Leaving out the pictures, please retype each record exactly.

# # # # # # #

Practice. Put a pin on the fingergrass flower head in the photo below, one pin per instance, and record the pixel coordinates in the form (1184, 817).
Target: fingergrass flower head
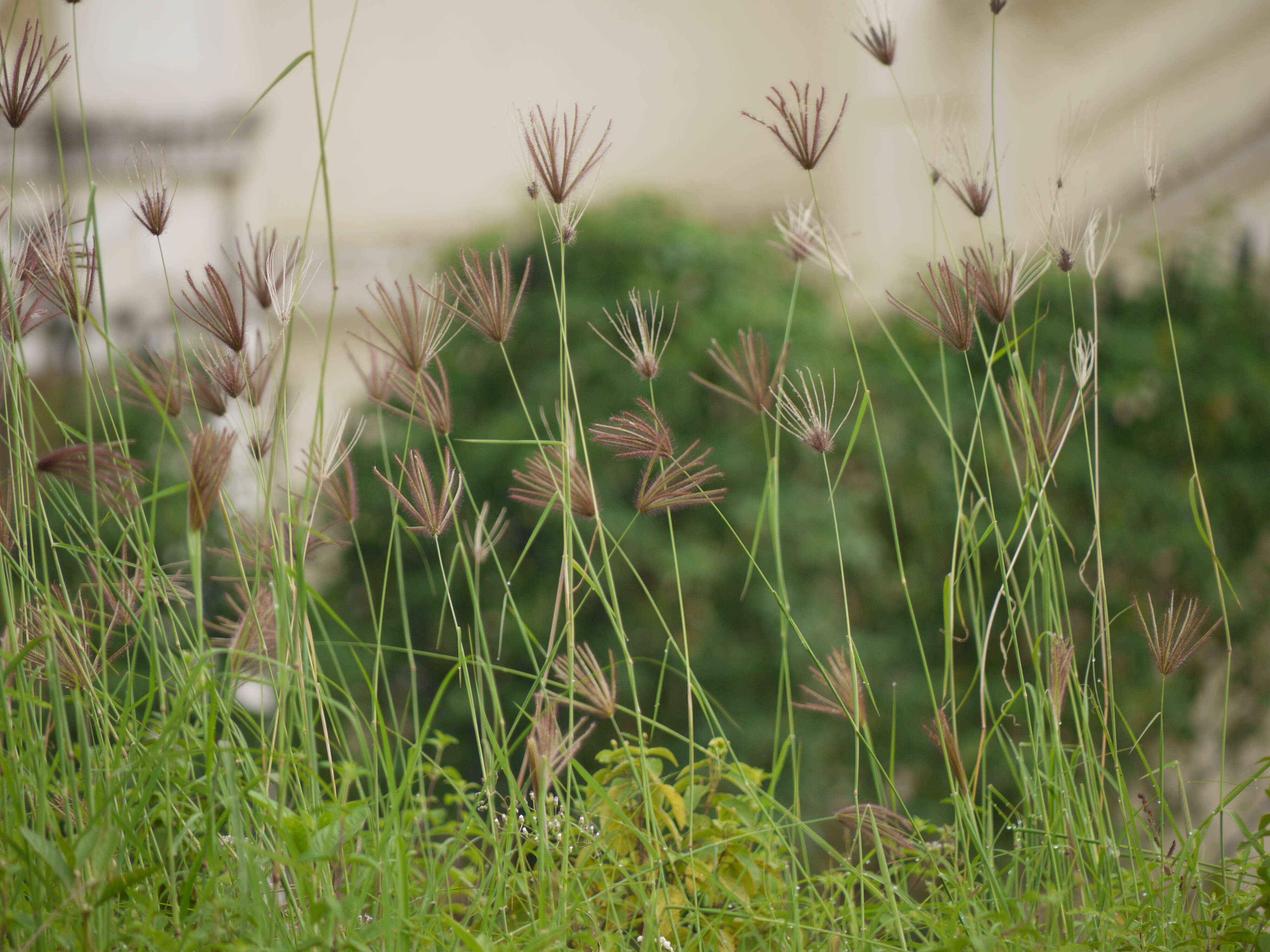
(587, 677)
(750, 369)
(845, 694)
(953, 303)
(485, 535)
(158, 383)
(27, 74)
(101, 469)
(802, 239)
(213, 309)
(807, 411)
(432, 508)
(802, 128)
(679, 484)
(876, 32)
(558, 153)
(485, 299)
(418, 324)
(1000, 282)
(641, 333)
(1037, 417)
(1174, 638)
(972, 183)
(210, 455)
(637, 435)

# # # # # # #

- _COMPLETED EXERCISE_
Practice. Put a pin on the fingergrass flower head in the photo below, one pin per instance, and record the pixel coordinates in the form (1184, 817).
Target: fingergrass flower head
(587, 677)
(750, 369)
(845, 694)
(953, 303)
(485, 535)
(158, 383)
(27, 74)
(101, 469)
(802, 239)
(213, 309)
(807, 411)
(432, 508)
(802, 128)
(679, 484)
(876, 32)
(558, 153)
(485, 299)
(418, 324)
(1000, 282)
(641, 333)
(1037, 417)
(1174, 638)
(972, 183)
(210, 455)
(637, 435)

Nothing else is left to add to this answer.